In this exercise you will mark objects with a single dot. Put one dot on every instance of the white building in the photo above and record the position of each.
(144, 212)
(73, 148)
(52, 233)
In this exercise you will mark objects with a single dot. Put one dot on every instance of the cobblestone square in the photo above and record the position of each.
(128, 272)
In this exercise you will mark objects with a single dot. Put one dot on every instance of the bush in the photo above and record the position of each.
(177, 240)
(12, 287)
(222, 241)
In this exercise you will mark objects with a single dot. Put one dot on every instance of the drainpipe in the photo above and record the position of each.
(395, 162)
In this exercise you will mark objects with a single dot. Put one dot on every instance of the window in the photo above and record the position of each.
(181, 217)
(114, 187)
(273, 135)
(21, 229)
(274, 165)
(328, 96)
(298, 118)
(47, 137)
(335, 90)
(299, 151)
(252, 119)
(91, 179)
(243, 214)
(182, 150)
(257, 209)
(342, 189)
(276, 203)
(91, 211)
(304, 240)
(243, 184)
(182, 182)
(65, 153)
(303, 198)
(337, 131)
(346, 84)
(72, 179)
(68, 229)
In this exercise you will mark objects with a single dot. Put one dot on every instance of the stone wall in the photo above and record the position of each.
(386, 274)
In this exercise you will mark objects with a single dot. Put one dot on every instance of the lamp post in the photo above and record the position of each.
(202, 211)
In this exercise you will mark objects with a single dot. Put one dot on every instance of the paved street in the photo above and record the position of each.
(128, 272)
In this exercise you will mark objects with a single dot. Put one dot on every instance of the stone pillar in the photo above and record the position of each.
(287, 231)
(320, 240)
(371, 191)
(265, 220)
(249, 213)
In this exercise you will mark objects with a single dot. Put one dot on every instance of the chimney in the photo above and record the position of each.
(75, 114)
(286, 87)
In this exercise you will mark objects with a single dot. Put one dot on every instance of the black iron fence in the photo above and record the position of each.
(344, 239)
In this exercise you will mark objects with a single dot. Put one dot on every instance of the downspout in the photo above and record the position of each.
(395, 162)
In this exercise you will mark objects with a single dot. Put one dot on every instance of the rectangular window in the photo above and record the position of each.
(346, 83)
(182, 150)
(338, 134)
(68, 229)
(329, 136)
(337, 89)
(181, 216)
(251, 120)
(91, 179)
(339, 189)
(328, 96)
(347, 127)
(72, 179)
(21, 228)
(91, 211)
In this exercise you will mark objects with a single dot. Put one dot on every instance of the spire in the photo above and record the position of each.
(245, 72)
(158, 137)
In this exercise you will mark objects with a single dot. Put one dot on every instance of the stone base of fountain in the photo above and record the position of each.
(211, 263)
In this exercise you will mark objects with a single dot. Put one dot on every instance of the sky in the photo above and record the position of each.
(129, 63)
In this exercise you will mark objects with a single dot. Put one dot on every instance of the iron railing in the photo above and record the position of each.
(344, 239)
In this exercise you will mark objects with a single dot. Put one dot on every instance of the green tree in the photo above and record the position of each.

Problem details:
Reproduce the records above exactly as they appear.

Exercise response:
In this exercise you will mark objects with a single dot. Put one dot on every instance of the white building in the photo above and record the position of each.
(144, 212)
(73, 148)
(52, 233)
In this exercise you will mark objects with a single dot. Put one dot on every instance of the cobblestone square in the photo above and record the position of each.
(128, 272)
In this exercise you will mark objects with a single dot. Put one dot on every instance of the bush in the photo above and record the position of each.
(177, 240)
(12, 287)
(222, 241)
In this exercise you will mark objects with a single dot. Put one dot on every instance of the drainpipe in the photo above and record the position of each.
(395, 162)
In this exercise you will mark objects with a single dot. Put one dot on every instance of the window in the photo above and record the position of each.
(181, 217)
(114, 187)
(273, 135)
(21, 229)
(274, 165)
(328, 96)
(298, 118)
(47, 137)
(335, 90)
(299, 151)
(252, 119)
(91, 179)
(243, 214)
(182, 150)
(257, 209)
(342, 189)
(276, 203)
(91, 211)
(304, 240)
(243, 184)
(182, 182)
(65, 153)
(303, 198)
(337, 131)
(346, 84)
(72, 179)
(68, 229)
In this exercise you will mark objects with a single dot. Put one dot on every instance of the stone wall in the photo above and record the position of each.
(386, 274)
In this exercise you will mark objects with a single dot. Put one dot on every instance of the lamp post in the photo above and record the position of each.
(202, 211)
In this exercise you will mark objects with a single dot. Put one dot on every instance of the paved street in the photo above and record the position of each.
(128, 272)
In this exercise you will mark objects with a single dot. Put one dot on every instance of the stone pillar in the photo above and record the position of each.
(287, 231)
(320, 240)
(371, 191)
(265, 220)
(249, 213)
In this exercise you will mark objects with a single dot. Put one dot on every instance of the chimney in the photo above and record the position of each.
(75, 114)
(286, 87)
In this exercise you will mark objects with a single dot. Put one dot on every instance of the black iron fence in the photo above and record the position of each.
(344, 239)
In this exercise you will mark objects with a single dot. Put one dot on every instance of the downspout in the photo above and record the position of each.
(395, 162)
In this exercise you will mark objects with a single dot. Put one dot on every instance of the rectangular window in the photo above and record the position of each.
(346, 83)
(182, 150)
(338, 134)
(68, 229)
(329, 136)
(337, 89)
(181, 216)
(251, 120)
(91, 179)
(339, 189)
(328, 96)
(347, 127)
(72, 179)
(21, 228)
(91, 211)
In this exercise you will mark objects with a single dot. Put one dot on every instance of the spire in the photo above and record the position of each.
(245, 72)
(158, 137)
In this exercise you will mark objects with a single dot. Put one dot on every instance of the stone base of fountain in the photo above and record the position of each.
(211, 263)
In this exercise you will mark objects with a single dot. Put one dot on every instance of the sky in the photo above and record the position of each.
(129, 63)
In this exercise you will mark objects with a single dot. Put one dot on every instance of the iron railing in the photo above and record the position of each.
(344, 239)
In this exercise you will mark objects with a single dot. Put one dot on every instance of the green tree in the photo above and record the position of each.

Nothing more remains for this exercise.